▸ **What is expected**
Please arrange all of the data below as a numbered list, leaving out any blank lines.

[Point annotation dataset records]
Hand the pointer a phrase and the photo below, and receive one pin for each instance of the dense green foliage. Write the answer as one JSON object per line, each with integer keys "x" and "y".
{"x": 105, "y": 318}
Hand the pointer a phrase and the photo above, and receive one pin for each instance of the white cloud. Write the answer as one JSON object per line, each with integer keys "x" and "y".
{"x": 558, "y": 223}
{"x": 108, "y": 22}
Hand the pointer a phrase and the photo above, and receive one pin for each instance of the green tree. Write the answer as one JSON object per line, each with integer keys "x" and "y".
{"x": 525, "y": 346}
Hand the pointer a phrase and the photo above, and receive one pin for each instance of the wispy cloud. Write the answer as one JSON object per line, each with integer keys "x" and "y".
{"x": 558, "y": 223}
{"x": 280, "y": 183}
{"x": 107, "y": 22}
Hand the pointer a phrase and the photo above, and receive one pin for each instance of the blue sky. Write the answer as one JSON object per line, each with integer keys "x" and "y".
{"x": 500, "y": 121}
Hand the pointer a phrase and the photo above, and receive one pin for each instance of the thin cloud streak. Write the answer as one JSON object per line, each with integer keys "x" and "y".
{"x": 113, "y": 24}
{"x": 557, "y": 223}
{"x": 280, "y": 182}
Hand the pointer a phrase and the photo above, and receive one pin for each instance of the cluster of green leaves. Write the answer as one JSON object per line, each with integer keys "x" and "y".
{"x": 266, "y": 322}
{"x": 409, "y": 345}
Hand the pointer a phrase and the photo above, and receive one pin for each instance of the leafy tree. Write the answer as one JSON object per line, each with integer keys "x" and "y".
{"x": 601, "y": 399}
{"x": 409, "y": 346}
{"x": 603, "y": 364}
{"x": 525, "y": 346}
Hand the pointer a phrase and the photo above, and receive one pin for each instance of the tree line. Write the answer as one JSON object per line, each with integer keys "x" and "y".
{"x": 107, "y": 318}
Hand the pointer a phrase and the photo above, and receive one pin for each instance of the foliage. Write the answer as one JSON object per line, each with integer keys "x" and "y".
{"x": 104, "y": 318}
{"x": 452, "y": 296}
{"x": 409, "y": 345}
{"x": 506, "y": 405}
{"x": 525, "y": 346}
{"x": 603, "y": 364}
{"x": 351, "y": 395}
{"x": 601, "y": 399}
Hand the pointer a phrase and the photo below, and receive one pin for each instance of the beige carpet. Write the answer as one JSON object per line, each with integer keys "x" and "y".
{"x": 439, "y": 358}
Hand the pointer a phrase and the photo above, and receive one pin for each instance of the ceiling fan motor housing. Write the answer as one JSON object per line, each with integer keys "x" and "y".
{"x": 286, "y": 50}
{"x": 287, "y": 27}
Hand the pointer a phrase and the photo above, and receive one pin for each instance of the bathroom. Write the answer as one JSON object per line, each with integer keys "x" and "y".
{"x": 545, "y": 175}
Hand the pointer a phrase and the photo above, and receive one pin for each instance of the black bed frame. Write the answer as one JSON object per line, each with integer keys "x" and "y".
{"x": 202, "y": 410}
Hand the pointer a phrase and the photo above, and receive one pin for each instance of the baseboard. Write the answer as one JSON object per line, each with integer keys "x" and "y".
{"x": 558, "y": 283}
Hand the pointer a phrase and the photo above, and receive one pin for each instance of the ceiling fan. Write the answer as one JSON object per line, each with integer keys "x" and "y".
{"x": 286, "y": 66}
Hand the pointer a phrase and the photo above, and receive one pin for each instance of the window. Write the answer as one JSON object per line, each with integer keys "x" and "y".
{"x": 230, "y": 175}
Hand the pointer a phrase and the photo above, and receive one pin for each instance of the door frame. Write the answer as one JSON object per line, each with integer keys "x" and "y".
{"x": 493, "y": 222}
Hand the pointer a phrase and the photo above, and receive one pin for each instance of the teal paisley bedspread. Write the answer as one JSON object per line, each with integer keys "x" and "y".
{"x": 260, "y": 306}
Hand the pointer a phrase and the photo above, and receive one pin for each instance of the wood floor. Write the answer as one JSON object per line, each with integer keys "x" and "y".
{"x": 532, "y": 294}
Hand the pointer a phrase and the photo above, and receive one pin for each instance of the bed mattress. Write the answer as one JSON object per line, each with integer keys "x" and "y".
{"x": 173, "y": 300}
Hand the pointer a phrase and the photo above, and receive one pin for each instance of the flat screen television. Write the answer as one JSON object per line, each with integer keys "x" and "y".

▸ **Task result**
1. Hand the pointer a phrase and the photo below, and receive one pin for each instance of the dense green foliage. Write the answer as one JSON object per line, each with integer keys "x" and "y".
2. {"x": 105, "y": 318}
3. Hand the pointer a phrase and the photo above, and receive one pin for each instance of the white cloud. Write the answer as one JSON object per line, each with integer keys "x" and "y".
4. {"x": 558, "y": 223}
5. {"x": 108, "y": 22}
6. Hand the pointer a phrase and the photo above, and receive one pin for each instance of the green tree. Write the answer as one JSON object per line, each with integer keys "x" and "y".
7. {"x": 525, "y": 346}
8. Hand the pointer a phrase and the photo above, and receive one pin for each instance of the wispy cloud. Write the answer as one JSON object per line, each with integer keys "x" and "y".
9. {"x": 558, "y": 223}
10. {"x": 280, "y": 183}
11. {"x": 107, "y": 22}
12. Hand the pointer a phrase and the photo above, and receive one pin for each instance of the blue sky. Write the answer as one JSON object per line, each with integer keys "x" and "y".
13. {"x": 500, "y": 121}
14. Hand the pointer a phrase and the photo above, and receive one pin for each instance of the thin cloud streak. Write the answer as one JSON object per line, each with integer keys "x" and "y".
15. {"x": 113, "y": 24}
16. {"x": 557, "y": 223}
17. {"x": 280, "y": 182}
18. Hand the pointer a phrase and the photo above, and receive one pin for each instance of the cluster of green leaves. Write the answer as one JSON object per line, each with integer keys "x" and "y".
19. {"x": 266, "y": 322}
20. {"x": 409, "y": 345}
21. Hand the pointer a phrase and the photo above, and receive one pin for each instance of the leafy tree. Write the answer as one JSON object per line, each with integer keys "x" and "y".
22. {"x": 601, "y": 399}
23. {"x": 409, "y": 346}
24. {"x": 603, "y": 364}
25. {"x": 525, "y": 346}
26. Hand the pointer a phrase and the photo above, and receive one pin for each instance of the tree line. Write the answer as one JSON object per line, each with integer keys "x" and "y".
27. {"x": 107, "y": 318}
28. Hand the pointer a phrase and the photo above, and receive one pin for each instance of the foliage. Write the answer as one JSON object per line, each with integer keys "x" and "y".
29. {"x": 104, "y": 318}
30. {"x": 452, "y": 296}
31. {"x": 409, "y": 345}
32. {"x": 506, "y": 405}
33. {"x": 525, "y": 346}
34. {"x": 603, "y": 364}
35. {"x": 351, "y": 395}
36. {"x": 601, "y": 399}
37. Hand the pointer a phrase and the photo below, and receive one pin for each instance of the beige carpet. Write the answer as one JSON object per line, each with integer keys "x" and "y".
38. {"x": 439, "y": 358}
39. Hand the pointer a phrase and the photo above, and receive one pin for each instance of the ceiling fan motor housing. Write the answer as one JSON object per line, each with integer keys "x" and "y".
40. {"x": 286, "y": 50}
41. {"x": 287, "y": 27}
42. Hand the pointer a phrase and the photo above, and receive one pin for each instance of the bathroom. Write the answer as one JSON object per line, each with integer keys "x" and "y".
43. {"x": 545, "y": 175}
44. Hand the pointer a phrase and the photo above, and receive one pin for each instance of the black bed frame. Write the answer as one JSON object per line, each with integer keys "x" and "y".
45. {"x": 202, "y": 410}
46. Hand the pointer a phrase and the photo above, and receive one pin for each instance of the baseboard. Write the answer as one JSON object per line, each with integer keys "x" and "y".
47. {"x": 558, "y": 283}
48. Hand the pointer a phrase and the photo above, and receive one pin for each instance of the ceiling fan. Write the answer as one JSON object per line, each with integer keys "x" and "y".
49. {"x": 286, "y": 66}
50. Hand the pointer a phrase and the photo above, and receive one pin for each instance of the window. Write the answer as one JSON object per line, each with integer keys "x" and "y".
51. {"x": 230, "y": 175}
52. Hand the pointer a phrase and the photo above, and receive one pin for each instance of the door frame. Write the answer as one JSON object per line, each with integer keys "x" and "y".
53. {"x": 493, "y": 222}
54. Hand the pointer a phrase and the photo above, and receive one pin for each instance of the teal paisley bedspread. Write the answer as one JSON object per line, each with integer keys "x" and "y".
55. {"x": 260, "y": 306}
56. Hand the pointer a phrase and the photo above, and receive one pin for each instance of the wood floor. Write the answer as one JSON object per line, each with integer keys "x" and "y".
57. {"x": 532, "y": 294}
58. Hand the pointer a phrase and the photo above, and receive one pin for each instance of the bed mattress. Write the answer as one JSON object per line, each with integer keys "x" and "y".
59. {"x": 173, "y": 300}
60. Hand the pointer a phrase and the photo above, and receive one pin for each instance of the flat screen television. Write the answer as one JSON object per line, each with integer keys "x" and "y".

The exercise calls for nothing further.